--- What you are asked to do ---
Pick up the excerpt on the U.S. withdrawal from Iraq and the "stab in the back" narrative after its last sentence, and continue writing it.

** Extracted text follows **

Those making this argument are forced to undertake some logical gymnastics. The primary reason for withdrawing U.S. combat forces from Iraq at the end of 2011 as stipulated in the Bush administration's 2008 status of forces agreement was that the Iraqis themselves demanded it. Hence proponents of the "stab in the back" narrative assert that the Obama administration did not try hard enough to negotiate an extension. Since this is a counterfactual it cannot be refuted.
But the shortcomings of the "stab in the back" narrative run even deeper. It is an attempt to discount the flawed assumptions of the Bush policy in Iraq: that the Iraqi leadership and people wanted the same thing as the United States--a unified, stable nation based on an equitable distribution of power among the sects and ethnic groups. Since both the Iraqis and the United States wanted the same thing, the thinking went, the U.S. role was to provide assistance and tutelage until democracy and an equitable power sharing arrangement took root, and to prevent Iranian subversion. As Iraq approached disintegration and chaos in 2006, the Bush administration and its supporters concluded that the problem was inadequate U.S. support for Iraqi President Maliki and his security forces. The "surge" was intended to address this and give the fragile Iraqi government time to consolidate.

** End of Extracted text **
** Excerpted data follows **

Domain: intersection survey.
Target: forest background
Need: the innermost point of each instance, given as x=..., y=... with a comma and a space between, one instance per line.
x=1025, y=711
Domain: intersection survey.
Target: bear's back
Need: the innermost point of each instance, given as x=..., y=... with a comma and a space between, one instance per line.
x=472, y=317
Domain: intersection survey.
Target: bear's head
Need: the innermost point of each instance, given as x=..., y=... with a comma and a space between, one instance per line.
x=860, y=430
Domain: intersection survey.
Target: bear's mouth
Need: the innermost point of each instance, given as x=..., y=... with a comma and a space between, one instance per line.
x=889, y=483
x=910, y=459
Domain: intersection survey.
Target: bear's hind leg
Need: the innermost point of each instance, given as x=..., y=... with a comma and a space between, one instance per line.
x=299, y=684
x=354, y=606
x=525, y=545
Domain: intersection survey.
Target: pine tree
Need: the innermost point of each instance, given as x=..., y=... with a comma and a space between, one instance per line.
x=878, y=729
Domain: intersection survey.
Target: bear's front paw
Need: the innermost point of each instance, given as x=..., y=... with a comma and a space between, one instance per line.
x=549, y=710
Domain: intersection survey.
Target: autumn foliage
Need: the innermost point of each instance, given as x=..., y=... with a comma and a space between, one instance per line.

** End of Excerpted data **

--- Response below ---
Today advocates of the "stab in the back" narrative cling to the notion that the Maliki regime shares American objectives but simply needs more more time to attain them. However much this reflects the way Americans view politics, it does not reflect reality. By every indication, the sects and ethnic groups in Iraq are more concerned with limiting the power of other groups than with constructing a sustainable balance among them. Another year or another decade of U.S. military presence would not have changed this. President Maliki's preeminent objective is retaining political power. Keeping U.S. troops would have politically weakened him to the benefit of of his political rival Muqtada al-Sadr who Maliki considers a greater threat than either Iran or Iraq's Sunni Arabs. For Maliki, being seen as a U.S. puppet was a greater political risk for Maliki than having American troops leave.
The "stab in the back" group believes that Iran is the primary threat to Iraq. While this may or may not be true, every indication is that few Iraqi leaders share the idea. Iraqis certainly do not welcome Iranian meddling but most are more concerned with other sects and ethnic groups. A continued U.S. military presence would have constrained group conflict but withdrawal in 2014 or beyond would have left Iraq in the same condition it faces today. It simply would have postponed the inevitable.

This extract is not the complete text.